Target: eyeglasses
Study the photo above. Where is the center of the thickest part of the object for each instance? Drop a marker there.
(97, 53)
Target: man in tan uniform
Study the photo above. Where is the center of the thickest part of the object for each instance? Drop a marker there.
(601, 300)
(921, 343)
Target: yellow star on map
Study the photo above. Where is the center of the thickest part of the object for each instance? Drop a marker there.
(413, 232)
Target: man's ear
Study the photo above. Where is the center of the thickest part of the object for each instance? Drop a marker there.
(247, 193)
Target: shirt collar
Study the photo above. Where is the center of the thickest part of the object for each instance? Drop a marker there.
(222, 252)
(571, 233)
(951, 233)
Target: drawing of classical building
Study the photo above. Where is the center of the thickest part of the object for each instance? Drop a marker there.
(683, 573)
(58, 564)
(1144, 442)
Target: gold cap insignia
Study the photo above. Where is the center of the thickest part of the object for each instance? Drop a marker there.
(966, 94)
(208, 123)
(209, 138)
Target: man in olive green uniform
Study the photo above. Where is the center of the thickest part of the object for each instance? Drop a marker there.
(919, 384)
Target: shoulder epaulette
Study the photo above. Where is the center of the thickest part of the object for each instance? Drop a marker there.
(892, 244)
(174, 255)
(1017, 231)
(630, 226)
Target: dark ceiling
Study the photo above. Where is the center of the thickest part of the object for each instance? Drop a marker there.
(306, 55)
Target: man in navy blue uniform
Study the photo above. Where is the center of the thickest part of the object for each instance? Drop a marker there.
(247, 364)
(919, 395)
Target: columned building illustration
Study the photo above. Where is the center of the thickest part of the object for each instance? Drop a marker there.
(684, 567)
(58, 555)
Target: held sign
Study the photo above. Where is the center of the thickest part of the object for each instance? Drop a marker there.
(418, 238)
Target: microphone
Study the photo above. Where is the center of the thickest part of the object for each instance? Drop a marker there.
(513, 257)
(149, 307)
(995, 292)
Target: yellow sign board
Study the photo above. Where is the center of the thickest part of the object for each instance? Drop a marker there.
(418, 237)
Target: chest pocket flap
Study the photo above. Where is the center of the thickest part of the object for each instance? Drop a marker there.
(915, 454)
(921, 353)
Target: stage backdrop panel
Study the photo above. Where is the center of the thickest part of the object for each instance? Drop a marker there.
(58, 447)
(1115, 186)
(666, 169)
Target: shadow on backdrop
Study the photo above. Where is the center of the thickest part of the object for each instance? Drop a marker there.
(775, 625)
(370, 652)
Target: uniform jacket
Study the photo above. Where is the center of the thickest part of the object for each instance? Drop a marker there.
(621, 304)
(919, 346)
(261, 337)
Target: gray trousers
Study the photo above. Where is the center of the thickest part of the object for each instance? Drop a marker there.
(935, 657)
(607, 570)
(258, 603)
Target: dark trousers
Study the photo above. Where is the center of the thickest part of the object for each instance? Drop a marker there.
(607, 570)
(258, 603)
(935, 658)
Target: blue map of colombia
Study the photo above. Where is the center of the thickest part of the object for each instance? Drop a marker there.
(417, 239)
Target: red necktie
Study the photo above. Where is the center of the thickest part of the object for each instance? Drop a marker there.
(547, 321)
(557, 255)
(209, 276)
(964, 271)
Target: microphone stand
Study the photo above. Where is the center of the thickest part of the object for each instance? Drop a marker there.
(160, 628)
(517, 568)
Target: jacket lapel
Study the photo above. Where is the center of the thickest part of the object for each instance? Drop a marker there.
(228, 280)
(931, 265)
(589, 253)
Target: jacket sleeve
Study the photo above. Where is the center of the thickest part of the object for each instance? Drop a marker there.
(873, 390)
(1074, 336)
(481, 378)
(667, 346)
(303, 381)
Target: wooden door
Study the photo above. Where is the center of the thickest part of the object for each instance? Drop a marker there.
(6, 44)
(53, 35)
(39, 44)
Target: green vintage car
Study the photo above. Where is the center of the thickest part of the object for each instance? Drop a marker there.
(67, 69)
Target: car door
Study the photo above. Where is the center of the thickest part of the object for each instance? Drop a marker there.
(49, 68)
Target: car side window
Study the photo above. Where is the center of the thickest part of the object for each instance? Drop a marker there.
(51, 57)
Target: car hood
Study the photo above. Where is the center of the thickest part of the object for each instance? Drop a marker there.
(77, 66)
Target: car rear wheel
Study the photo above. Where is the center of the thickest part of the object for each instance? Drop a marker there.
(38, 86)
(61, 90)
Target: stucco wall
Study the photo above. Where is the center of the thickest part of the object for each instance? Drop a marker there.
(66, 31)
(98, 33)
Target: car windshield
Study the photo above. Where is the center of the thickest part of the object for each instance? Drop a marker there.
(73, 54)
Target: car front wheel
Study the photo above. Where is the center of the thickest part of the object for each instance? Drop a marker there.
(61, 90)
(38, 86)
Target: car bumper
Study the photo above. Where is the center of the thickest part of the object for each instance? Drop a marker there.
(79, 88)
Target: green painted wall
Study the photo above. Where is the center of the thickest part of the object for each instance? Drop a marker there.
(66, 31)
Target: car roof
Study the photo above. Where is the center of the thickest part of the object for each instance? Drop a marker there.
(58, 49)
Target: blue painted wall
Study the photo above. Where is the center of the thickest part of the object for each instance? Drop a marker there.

++++

Reproduce the whole listing above line for line, with no changes.

Target: eyeglasses
Study the photo above. Where is the center of the thickest part of the object for each instance? Drop a marker there.
(97, 53)
Target: man in tan uniform
Study the photo above. Where is the center of the thickest part of the object for each instance? Drop a marker there.
(601, 300)
(921, 343)
Target: yellow star on map
Study the photo above. Where is the center of the thickest part of the object for each instance? Drop a marker there.
(413, 232)
Target: man's ear
Study the photo above. Where is the center of the thickest part of the object for each instance? Drop a marker there.
(247, 193)
Target: shirt collar
Study the photo above. Where is the center of the thickest part of the object for each instance? Drop a marker there.
(222, 252)
(571, 233)
(951, 233)
Target: drawing of classical building
Study the photo above. Where is the center of the thickest part of the object for each instance? Drop a marker there.
(683, 573)
(58, 564)
(1144, 442)
Target: gold cap insignia
Study the photo above. Where is the center of the thickest part of the object for each instance? Drop a marker there.
(966, 94)
(208, 123)
(209, 138)
Target: man in olive green uniform
Study the photo above. Where is the center of the thickest part of the object for each instance? Drop a marker there.
(919, 384)
Target: shoulder epaulette
Study the photo above. Where is the center of the thickest part of the object for each instance? Drop a marker there.
(892, 244)
(174, 255)
(1017, 231)
(630, 226)
Target: dark ceiling
Study the photo above. Where is the center of the thickest part of the object for each instance? Drop a marker there.
(306, 55)
Target: man in navy blue uniform
Study the photo above. Where is the center of the thickest part of the object for each instance? Drop a marker there.
(247, 364)
(919, 395)
Target: columned building illustration
Study the photo above. Where is the center of the thickest part of the object for each instance? Drop a marker there.
(684, 567)
(58, 555)
Target: held sign
Study the photo above. Where is the center of the thickest part of the object for each instance? Drop a marker there.
(418, 238)
Target: microphone
Study the photo above. Where is the center of the thickest part of the object for each instance? Drop a marker there.
(513, 257)
(149, 307)
(995, 292)
Target: yellow sign board
Study the photo above. Where is the center of the thickest part of the object for each instance? Drop a marker there.
(418, 237)
Target: chest pocket flap
Study the photo above. Where is the center of the thickest part of the object for each instance? Drop a marker there.
(915, 454)
(921, 353)
Target: stage backdrop panel
Study the photo above. Where is the center of the thickest part of the object for each instance? Drop a marker there.
(58, 447)
(1115, 186)
(666, 169)
Target: shadow on backdrop
Study the photo above. Where is the center of the thickest part of the object for each instance? Drop a marker there.
(775, 625)
(370, 652)
Target: uniform jacket
Study the photo above. Where is the center of the thickest part of the object for each instance? Drop a marker there.
(621, 304)
(919, 346)
(261, 337)
Target: gray trousers
Study the photo above. Where is the center of the thickest part of the object for each instance? Drop a marker there.
(935, 657)
(607, 570)
(258, 603)
Target: dark trousers
Study the photo above. Where is the center of the thickest part of the object for each instance? Drop a marker there.
(607, 570)
(258, 603)
(935, 658)
Target: blue map of colombia
Study the photo above. Where is the center of the thickest part of the object for each instance? Drop a marker there.
(417, 239)
Target: red necktie
Study the photo above. Where is the center of the thickest part of the object for each instance? Drop a marker there.
(547, 321)
(557, 255)
(209, 276)
(964, 271)
Target: microphone stand
Study the photo above. Where is the center of the thickest part of the object for each instance? Drop a marker there.
(160, 628)
(517, 568)
Target: jacket lapel
Study the photo above. Where is the center of the thickest part of the object for each instance? Drop a marker there.
(228, 280)
(931, 265)
(589, 253)
Target: jacket sleeve
Study the photo above. Where is the center of the thickest part of the object for each instance? Drop a marker there.
(873, 390)
(1074, 336)
(481, 378)
(667, 346)
(303, 381)
Target: wooden door
Study the photo above. Where is the center of the thickest part of the object for each instance? Drop a marker there.
(6, 44)
(53, 35)
(39, 44)
Target: green vintage car
Study the photo above. Where is the center of the thickest part of the object for each instance? Drop a marker there.
(67, 69)
Target: car door
Study the photo above. Where is the center of the thickest part of the object for each instance? Drop a marker there.
(49, 68)
Target: car side window
Study the photo above. Where is the center of the thickest part of the object for each instance? Drop a marker there.
(51, 57)
Target: car hood
Study the photo above. Where is the center of the thickest part of the object for each instance? Drop a marker there.
(77, 66)
Target: car rear wheel
Study the photo above. Where is the center of the thickest part of the object for each instance? Drop a marker there.
(38, 86)
(61, 90)
Target: stucco wall
Study the photo above. Where is the center of the thickest part of the object for each instance? Drop a marker there.
(66, 31)
(98, 33)
Target: car windshield
Study the photo above. Where is the center of the thickest part of the object for each instance? Drop a marker there.
(73, 54)
Target: car front wheel
Study the photo above. Where is the center of the thickest part of the object for each instance? Drop a marker there.
(61, 90)
(38, 86)
Target: car bumper
Study the photo above. Where is the center of the thickest part of the object for each instance? Drop a marker there.
(79, 88)
Target: green painted wall
Study the photo above. Where is the center of the thickest part of the object for each instance? Drop a marker there.
(66, 31)
Target: car roof
Study the photo above. Where is the center of the thickest part of the object for each instance? Drop a marker there.
(58, 49)
Target: blue painted wall
Study the photo above. Where is the center of the thickest part of the object for each instance? Drop a marker there.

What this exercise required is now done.